* _TEXT PROVIDED_:
- - - - -

Effects of the Random Walk and the Maturation Period in a Diffusive Predator-Prey System With Two Discrete Delays
(Pergamon-elsevier Science Ltd, 2023) Goktepe, S.; Merdan, H.; Bilazeroglu, S.; 49206; 01. Çankaya Üniversitesi; 02.02. Matematik; 02. Fen-Edebiyat Fakültesi
This study aims to present a complete Hopf bifurcation analysis of a model describing the relationship between prey and predator. A ratio-dependent reaction-diffusion system with two discrete time delays operating under Neumann boundary conditions governs the model that represents this competition. The bifurcation parameter for the analysis is a delay parameter that reflects the amount of time needed for the predator to be able to hunt. Bilazeroglu and Merdan's algorithm (Bilazeroglu et al., 2021), which is developed by using the center manifold theorem and normal form theory, is used to establish the existence of Hopf bifurcations and also the stability of the bifurcating periodic solutions. The same procedure is used to illustrate some specific bifurcation properties, such as direction, stability, and period. Furthermore, by examining a model with constant coefficients, we also analyze how diffusion and the amount of time needed for prey to mature impact the model's dynamics. To support the obtained analytical results, we also run some numerical simulations. The results indicate that the dynamic of the mathematical model is significantly influenced by diffusion, the amount of time needed for the predator to gain the capacity to hunt, and the amount of time required for prey to reach maturity that the predator can hunt.

- - - - -

* _WORK INSTRUCTIONS_: In the predator-prey abstract, what serves as the bifurcation parameter for the analysis? The items come from a separate source unrelated to the abstract.

- - - - -

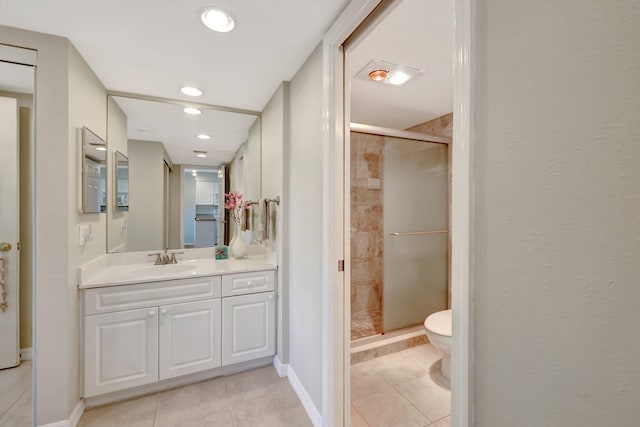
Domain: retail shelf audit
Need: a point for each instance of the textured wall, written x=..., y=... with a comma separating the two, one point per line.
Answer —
x=557, y=223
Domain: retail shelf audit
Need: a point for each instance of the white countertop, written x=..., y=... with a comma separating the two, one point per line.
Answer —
x=110, y=270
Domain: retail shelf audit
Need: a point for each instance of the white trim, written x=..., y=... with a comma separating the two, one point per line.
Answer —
x=18, y=55
x=335, y=348
x=462, y=216
x=335, y=345
x=26, y=353
x=73, y=420
x=281, y=368
x=404, y=134
x=305, y=399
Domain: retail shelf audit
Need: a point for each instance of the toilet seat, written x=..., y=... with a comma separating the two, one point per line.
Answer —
x=439, y=323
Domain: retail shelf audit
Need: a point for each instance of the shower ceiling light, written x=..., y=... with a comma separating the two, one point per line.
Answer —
x=388, y=73
x=191, y=91
x=217, y=20
x=191, y=110
x=398, y=77
x=378, y=75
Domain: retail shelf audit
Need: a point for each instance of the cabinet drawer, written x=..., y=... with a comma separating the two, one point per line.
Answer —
x=127, y=297
x=248, y=283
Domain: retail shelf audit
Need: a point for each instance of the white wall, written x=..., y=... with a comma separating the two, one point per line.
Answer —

- - - - -

* _ANSWER SPACE_: A delay parameter that reflects the amount of time needed for the predator to be able to hunt.